Extracted text:
★ ★ ★ ★
ORNL Cluster

ORNL Cluster Help

by Jon Tischler

Connecting to remote server
The main dialog.
Starting a job.
Setting the reconstruction parameters.
Set files for 2D data
Setting the peak search parameters.
Setting the indexing parameters.
View the queue on server
Starting and stopping the remote server.

Connect to the Server

The first thing that you will need to do is to connect to the server, otherwise you are just talking to yourself. So go to the 'Server' menu and select one of the listed servers. You will probably want hpcs34, but if you are running the server on your own computer, then you can choose localhost.

Note, you can quit this program at any time and restart & reconnect to the server without affecting any jobs executing on the server in any way.

What is the server doing now?

At the top of the main dialog, the status of the server will be shown. Red means no connection, green means the server is idle, and blue means that the server is busy.

If the server is running (blue), then you can see what is happening by selecting "Server → View Queue on Server". This will put up a window showing what is happening. If nothing is running, then this menu item is disabled.


Setting Up a Job

To actually do some computations you have to provide all sorts of information to let the server know what to do and how to do it. There are various ways to provide this information.

  • The simplest way to set all input parameters is to open a local xml file (on your computer) that has all of the input parameters already in it. To do this go to the menu "File → Open", and select the desired xml file. Later on I will explain how to create such a file.
  • Another easy way to get the required input information is to ask the server. If you go to the menu item "Server → Get All Values from Server", or push the "Get←Server" button, all of the input parameters currently set in the server will be downloaded into this client program.
  • The normal way to provide the required information is by fillng out all of the dialogs. Since this is more time consuming, I suggest first using one of the two previous methods (file or download) to preset everything to reasonable values. Then proceed through all of the dialogs until all parameters are set.
  • When all values are entered and set to your satisfaction and Validated, you can save these settings to an xml file by the menu item "File" → "Save As...". This saved file can then be read in at a later date to either re-do the same calculation or one only slightly different.

  • Main Dialog


    2D/3D button
    3D means there is a wire scan and so a reconstruction should be done. If no reconstruction (no wire scan), then choose 2D.
    Wait for files
    This causes the analysis to analyze the data as it is taken. This is useful when you start the analysis before the measurement is finished. If the data have already been taken, do not check this box. For example, do not check the box if you are re-analyzing old data.
    Index Images
    Causes the images (either reconstructed or not) to be indexed. This needs to be checked if you want to know the orientation of a Laue pattern. If you do not have Laue pictures that can be oriented, then do not check. Usually you will check this box for white images. For monochormatic (or energy scans) you should probably not check this box.
    Skip Reconstruction
    This is only useful for 3D data which have already been reconstructed, and you want to re-do the peaksearch and indexing. For 2D data there is no reconstruction, and for 3D data if you have not yet done the reconstruction then you cannot skip it. But if you have already done the reconstruction and want to re-index (or search for peaks) with different parametrers, then use this checkbox.
★ ★ ★ ★
Entries from a pointing dataset
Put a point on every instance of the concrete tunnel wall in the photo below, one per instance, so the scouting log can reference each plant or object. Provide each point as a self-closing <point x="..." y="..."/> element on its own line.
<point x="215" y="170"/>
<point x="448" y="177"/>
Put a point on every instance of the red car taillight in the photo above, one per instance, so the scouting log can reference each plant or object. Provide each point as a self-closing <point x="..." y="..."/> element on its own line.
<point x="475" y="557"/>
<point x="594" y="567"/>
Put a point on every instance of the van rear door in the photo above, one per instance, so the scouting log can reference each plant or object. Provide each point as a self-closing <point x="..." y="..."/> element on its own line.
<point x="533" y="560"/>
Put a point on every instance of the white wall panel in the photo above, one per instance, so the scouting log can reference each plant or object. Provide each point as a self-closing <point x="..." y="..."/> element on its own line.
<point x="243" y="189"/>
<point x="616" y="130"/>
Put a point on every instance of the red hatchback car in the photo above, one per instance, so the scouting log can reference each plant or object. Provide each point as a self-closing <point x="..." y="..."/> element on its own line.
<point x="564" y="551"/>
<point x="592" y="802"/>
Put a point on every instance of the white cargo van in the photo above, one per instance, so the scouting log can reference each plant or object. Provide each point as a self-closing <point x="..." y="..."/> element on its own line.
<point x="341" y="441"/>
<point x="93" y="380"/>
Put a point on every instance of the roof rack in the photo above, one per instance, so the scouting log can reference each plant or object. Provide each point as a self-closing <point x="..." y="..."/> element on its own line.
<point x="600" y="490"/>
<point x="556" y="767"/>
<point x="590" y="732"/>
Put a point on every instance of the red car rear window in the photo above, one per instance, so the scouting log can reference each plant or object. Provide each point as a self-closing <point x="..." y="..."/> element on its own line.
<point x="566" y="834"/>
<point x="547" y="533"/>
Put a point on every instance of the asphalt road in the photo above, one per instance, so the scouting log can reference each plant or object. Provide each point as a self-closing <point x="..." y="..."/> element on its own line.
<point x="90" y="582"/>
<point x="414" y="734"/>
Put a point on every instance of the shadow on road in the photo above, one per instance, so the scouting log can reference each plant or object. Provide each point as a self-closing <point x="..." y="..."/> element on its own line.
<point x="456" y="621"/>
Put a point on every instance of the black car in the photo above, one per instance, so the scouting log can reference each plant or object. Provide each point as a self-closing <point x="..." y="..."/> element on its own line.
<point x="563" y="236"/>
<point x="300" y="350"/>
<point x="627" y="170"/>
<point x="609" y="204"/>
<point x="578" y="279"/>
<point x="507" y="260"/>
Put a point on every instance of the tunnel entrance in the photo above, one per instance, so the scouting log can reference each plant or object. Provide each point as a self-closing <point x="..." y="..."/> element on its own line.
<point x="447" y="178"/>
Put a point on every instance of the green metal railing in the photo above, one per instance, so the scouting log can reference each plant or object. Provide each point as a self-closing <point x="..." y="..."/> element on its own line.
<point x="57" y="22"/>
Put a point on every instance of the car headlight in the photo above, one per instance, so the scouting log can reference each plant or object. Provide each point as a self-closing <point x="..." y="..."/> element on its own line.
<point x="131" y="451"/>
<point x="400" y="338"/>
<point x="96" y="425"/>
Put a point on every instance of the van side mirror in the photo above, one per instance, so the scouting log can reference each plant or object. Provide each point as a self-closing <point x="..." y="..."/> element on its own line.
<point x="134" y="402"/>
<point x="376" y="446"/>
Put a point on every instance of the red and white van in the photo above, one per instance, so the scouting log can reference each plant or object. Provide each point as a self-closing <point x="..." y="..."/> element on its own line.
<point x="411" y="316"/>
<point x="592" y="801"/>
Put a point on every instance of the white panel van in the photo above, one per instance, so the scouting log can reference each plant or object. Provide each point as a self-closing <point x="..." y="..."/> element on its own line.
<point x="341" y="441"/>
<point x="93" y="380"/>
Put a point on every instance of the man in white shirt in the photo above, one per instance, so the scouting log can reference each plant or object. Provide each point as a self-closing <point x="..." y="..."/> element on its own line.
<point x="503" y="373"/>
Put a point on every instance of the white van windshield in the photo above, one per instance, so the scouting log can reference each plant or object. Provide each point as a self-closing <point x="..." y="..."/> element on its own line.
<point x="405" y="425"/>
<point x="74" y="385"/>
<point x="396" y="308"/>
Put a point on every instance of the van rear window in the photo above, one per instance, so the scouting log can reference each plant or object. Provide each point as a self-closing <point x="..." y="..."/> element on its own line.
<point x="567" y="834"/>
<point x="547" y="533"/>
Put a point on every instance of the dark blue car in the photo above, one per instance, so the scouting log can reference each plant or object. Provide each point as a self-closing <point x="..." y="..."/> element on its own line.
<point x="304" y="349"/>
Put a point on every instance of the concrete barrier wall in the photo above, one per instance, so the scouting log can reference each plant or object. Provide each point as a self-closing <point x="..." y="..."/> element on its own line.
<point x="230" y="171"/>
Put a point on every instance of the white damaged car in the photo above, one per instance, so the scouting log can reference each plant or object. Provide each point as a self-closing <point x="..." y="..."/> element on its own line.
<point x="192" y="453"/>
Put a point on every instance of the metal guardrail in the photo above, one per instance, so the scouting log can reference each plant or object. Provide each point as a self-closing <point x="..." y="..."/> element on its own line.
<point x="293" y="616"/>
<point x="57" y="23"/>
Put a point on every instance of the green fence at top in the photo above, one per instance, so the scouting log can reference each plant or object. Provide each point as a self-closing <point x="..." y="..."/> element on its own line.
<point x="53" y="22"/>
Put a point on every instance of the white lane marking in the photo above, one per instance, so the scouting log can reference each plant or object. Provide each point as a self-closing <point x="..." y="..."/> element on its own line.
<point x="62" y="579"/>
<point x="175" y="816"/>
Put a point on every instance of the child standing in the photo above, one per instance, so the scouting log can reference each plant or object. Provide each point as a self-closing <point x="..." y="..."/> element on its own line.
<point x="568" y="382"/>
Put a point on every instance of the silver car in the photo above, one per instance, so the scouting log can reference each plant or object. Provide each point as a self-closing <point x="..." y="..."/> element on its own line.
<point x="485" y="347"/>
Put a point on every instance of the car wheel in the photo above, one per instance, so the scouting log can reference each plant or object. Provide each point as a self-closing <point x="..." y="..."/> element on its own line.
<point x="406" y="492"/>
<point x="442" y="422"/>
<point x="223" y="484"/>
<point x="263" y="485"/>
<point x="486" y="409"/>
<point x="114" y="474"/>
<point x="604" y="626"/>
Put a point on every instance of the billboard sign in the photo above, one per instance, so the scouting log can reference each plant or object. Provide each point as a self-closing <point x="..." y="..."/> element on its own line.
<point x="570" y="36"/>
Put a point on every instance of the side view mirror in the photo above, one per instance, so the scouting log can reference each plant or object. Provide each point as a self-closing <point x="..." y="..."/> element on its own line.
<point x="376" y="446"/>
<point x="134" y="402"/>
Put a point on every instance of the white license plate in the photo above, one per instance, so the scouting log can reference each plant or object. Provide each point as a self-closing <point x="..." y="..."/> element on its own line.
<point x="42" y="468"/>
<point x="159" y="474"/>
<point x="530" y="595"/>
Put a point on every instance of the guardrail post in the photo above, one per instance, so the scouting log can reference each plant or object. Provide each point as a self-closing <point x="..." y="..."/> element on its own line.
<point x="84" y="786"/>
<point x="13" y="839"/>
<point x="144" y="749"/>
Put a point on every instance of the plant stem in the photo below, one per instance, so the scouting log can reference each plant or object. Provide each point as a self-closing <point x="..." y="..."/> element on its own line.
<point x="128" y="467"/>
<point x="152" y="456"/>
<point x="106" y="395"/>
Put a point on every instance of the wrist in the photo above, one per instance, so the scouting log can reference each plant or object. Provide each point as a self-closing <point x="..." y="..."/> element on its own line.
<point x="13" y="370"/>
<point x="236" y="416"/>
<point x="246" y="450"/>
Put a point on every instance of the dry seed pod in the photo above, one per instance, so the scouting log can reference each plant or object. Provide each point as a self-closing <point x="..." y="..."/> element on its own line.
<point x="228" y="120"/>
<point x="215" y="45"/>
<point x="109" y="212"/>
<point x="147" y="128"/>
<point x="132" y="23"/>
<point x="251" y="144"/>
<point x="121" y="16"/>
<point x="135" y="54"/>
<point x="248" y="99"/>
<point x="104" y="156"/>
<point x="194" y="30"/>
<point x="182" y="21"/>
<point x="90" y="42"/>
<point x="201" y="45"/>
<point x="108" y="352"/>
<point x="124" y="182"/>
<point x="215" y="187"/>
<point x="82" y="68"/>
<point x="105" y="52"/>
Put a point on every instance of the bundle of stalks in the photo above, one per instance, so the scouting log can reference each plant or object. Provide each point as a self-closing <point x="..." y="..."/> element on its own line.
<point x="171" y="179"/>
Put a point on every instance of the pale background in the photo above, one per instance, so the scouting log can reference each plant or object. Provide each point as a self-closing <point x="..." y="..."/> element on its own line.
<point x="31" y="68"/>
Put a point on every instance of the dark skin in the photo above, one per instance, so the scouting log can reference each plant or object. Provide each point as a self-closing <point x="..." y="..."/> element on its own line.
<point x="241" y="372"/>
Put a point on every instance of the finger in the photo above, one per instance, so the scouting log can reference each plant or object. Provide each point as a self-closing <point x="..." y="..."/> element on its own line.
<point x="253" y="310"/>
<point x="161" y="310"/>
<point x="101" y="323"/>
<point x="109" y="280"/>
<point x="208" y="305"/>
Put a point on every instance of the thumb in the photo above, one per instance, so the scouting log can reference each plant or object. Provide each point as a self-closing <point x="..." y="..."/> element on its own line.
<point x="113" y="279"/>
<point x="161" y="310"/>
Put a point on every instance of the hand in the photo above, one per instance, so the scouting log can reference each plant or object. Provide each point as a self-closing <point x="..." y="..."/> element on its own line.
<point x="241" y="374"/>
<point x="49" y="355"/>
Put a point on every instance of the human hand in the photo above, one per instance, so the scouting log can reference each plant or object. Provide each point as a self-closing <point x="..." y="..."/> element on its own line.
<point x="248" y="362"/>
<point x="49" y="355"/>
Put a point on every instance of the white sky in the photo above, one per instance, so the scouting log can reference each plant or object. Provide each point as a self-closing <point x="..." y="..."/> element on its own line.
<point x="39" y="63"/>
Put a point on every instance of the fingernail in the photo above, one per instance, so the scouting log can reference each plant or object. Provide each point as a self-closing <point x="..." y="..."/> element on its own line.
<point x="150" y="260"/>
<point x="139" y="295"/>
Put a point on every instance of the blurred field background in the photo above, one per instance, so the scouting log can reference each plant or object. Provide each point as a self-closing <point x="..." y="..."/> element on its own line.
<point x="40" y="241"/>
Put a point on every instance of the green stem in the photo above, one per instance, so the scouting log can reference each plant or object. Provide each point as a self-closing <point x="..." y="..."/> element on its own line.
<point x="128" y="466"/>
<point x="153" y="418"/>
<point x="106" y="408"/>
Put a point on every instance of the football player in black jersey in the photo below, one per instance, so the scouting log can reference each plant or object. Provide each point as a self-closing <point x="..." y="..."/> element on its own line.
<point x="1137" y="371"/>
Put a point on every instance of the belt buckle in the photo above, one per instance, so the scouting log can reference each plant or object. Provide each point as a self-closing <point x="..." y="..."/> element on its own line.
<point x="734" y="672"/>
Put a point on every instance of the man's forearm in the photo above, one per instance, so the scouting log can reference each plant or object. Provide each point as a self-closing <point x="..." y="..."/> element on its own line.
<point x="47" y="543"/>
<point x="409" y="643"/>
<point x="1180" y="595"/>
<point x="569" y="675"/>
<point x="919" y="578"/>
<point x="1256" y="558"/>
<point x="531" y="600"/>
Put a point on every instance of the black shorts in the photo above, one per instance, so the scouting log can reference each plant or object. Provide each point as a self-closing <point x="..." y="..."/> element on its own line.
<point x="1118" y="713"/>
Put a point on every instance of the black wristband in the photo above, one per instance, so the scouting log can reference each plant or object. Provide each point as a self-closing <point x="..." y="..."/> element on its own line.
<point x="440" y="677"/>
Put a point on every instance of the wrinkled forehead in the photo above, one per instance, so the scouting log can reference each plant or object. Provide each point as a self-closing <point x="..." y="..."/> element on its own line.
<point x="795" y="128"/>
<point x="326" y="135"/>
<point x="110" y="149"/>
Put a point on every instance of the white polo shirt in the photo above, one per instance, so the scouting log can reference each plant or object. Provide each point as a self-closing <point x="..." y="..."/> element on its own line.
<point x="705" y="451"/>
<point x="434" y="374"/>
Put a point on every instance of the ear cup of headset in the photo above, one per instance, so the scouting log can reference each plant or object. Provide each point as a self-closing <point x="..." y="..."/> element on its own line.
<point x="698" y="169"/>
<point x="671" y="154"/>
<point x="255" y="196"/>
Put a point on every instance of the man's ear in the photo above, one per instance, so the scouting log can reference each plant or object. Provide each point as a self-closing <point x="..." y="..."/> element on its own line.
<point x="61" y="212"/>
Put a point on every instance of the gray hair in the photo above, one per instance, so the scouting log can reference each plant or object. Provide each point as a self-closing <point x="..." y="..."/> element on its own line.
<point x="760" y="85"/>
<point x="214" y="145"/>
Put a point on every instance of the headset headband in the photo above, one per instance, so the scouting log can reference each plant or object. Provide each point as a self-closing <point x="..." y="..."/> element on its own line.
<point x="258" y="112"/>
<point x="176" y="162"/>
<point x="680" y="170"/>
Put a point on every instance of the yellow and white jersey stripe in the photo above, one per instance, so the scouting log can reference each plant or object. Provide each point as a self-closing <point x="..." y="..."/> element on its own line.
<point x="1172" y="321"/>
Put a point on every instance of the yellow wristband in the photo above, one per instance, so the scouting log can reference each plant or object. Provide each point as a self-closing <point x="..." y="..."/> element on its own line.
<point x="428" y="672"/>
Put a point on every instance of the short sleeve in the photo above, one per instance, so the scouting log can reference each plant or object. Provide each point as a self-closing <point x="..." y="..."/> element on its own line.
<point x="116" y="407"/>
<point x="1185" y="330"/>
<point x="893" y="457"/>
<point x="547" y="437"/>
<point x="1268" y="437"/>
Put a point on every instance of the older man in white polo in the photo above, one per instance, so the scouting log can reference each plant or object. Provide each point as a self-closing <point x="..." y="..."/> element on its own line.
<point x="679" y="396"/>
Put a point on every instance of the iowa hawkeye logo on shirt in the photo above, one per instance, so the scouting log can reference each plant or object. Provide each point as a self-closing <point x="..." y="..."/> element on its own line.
★ ★ ★ ★
Exercise set:
1 - In the ORNL cluster help, what does a blue server status at the top of the main dialog indicate?
2 - Quote the ORNL cluster help from "Set files for" up to and including "server doing now?".

Answers to each task:
1 - The server is busy.

2 -
Set files for 2D data
Setting the peak search parameters.
Setting the indexing parameters.
View the queue on server
Starting and stopping the remote server.

Connect to the Server

The first thing that you will need to do is to connect to the server, otherwise you are just talking to yourself. So go to the 'Server' menu and select one of the listed servers. You will probably want hpcs34, but if you are running the server on your own computer, then you can choose localhost.

Note, you can quit this program at any time and restart & reconnect to the server without affecting any jobs executing on the server in any way.

What is the server doing now?